■ WORK TASK
Restate the material verbatim, every line included.
........
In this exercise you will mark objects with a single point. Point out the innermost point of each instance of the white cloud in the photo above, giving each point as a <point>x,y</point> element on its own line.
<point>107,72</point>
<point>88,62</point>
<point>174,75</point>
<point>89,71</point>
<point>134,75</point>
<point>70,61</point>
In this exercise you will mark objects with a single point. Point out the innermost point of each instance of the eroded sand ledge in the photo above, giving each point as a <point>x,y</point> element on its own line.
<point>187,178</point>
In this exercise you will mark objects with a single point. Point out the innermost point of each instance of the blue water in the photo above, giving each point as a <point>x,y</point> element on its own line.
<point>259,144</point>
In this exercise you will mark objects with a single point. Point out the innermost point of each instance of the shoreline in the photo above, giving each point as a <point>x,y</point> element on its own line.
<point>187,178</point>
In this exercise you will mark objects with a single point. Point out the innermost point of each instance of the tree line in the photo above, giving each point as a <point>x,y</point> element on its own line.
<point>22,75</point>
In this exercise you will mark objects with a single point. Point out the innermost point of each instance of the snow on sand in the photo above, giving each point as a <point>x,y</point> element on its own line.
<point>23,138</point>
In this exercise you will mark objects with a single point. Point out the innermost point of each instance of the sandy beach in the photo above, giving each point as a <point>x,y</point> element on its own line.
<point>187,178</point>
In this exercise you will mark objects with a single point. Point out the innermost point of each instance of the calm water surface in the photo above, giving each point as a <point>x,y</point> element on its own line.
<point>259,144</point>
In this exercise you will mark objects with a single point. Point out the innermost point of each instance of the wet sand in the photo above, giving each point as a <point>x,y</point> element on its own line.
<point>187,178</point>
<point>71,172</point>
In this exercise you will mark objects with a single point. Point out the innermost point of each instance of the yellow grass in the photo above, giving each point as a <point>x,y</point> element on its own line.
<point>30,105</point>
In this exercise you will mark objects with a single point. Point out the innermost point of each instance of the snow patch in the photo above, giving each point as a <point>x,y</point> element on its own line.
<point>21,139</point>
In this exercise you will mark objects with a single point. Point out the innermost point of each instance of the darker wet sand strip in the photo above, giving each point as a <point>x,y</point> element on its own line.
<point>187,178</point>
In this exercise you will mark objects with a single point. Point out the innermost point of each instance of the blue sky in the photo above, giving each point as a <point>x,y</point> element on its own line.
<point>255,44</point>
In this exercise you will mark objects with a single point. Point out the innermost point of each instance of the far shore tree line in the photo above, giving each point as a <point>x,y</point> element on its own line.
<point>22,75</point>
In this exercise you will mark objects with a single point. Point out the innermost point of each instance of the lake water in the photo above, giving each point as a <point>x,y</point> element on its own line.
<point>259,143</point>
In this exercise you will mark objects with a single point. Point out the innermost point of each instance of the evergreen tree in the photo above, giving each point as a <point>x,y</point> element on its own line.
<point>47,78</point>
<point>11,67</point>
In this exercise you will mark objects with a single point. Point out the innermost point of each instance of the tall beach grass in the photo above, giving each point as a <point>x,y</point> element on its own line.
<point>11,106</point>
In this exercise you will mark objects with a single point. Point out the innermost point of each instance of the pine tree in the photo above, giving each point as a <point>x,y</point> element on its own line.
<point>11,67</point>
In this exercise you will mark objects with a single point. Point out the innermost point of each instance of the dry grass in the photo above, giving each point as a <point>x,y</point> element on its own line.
........
■ TASK OUTPUT
In this exercise you will mark objects with a single point. Point out the innermost point of each instance of the white cloud in the photo above, giving each point as a <point>x,y</point> element on its own line.
<point>107,72</point>
<point>88,62</point>
<point>174,75</point>
<point>89,71</point>
<point>134,75</point>
<point>70,61</point>
In this exercise you will mark objects with a single point. Point out the innermost point of each instance of the eroded sand ledge in the photo above, giving each point as a <point>x,y</point> element on its own line.
<point>187,178</point>
In this exercise you will mark objects with a single point. Point out the innermost point of each instance of the blue water in the photo above, giving each point as a <point>x,y</point> element on its own line.
<point>259,144</point>
In this exercise you will mark objects with a single point. Point out the innermost point of each instance of the shoreline in the photo above, giving each point as a <point>x,y</point> element on its own line.
<point>187,178</point>
In this exercise you will mark objects with a single point. Point out the innermost point of each instance of the tree line in the photo above, giving each point as a <point>x,y</point> element on its own line.
<point>22,75</point>
In this exercise you will mark objects with a single point. Point out the innermost point of each instance of the snow on sand in the photo above, giving each point as a <point>x,y</point> element on its own line.
<point>23,138</point>
In this exercise you will mark objects with a single point. Point out the innermost point of each instance of the sandy beach in the photo above, giving each point as a <point>x,y</point> element on its own line.
<point>187,178</point>
In this exercise you will mark objects with a single point. Point out the innermost point of each instance of the calm water surface in the photo above, giving each point as a <point>x,y</point> element on its own line.
<point>259,144</point>
In this exercise you will mark objects with a single point. Point out the innermost point of each instance of the wet sand in the photo above, giving each point as a <point>x,y</point> element on its own line.
<point>187,178</point>
<point>71,172</point>
In this exercise you will mark objects with a single point. Point out the innermost point of each instance of the yellow grass in the photo above, giving each point as a <point>x,y</point> element on its own line.
<point>30,105</point>
In this exercise you will mark objects with a single point. Point out the innermost point of each instance of the snow patch in the photo above, giving each point as a <point>x,y</point> element on its own line.
<point>21,139</point>
In this exercise you will mark objects with a single point. Point out the innermost point of each instance of the darker wet sand strip in the photo above, giving each point as a <point>x,y</point> element on its own line.
<point>187,178</point>
In this exercise you will mark objects with a single point. Point out the innermost point of each instance of the blue sky in the photo above, giving each point as a <point>x,y</point> element on its own line.
<point>255,44</point>
In this exercise you will mark objects with a single point. Point out the innermost point of each instance of the far shore tree line in the photo above, giving each point as a <point>x,y</point> element on its own line.
<point>22,75</point>
In this exercise you will mark objects with a single point. Point out the innermost point of each instance of the lake water in the photo above, giving each point as a <point>x,y</point> element on its own line.
<point>259,143</point>
In this exercise you will mark objects with a single point. Point out the innermost point of each instance of the evergreen tree in the photo above, giving each point as a <point>x,y</point> element on its own line.
<point>47,78</point>
<point>11,67</point>
In this exercise you will mark objects with a single point. Point out the innermost point of each instance of the tall beach grass in the photo above, giving each point as a <point>x,y</point> element on its own line.
<point>11,106</point>
In this exercise you will mark objects with a single point. Point out the innermost point of each instance of the pine tree in the photo above, giving each point as a <point>x,y</point> element on its own line.
<point>11,67</point>
In this exercise you will mark objects with a single point. Point out the innermost point of each instance of the dry grass in the photo above, giving each point as a <point>x,y</point> element on its own line.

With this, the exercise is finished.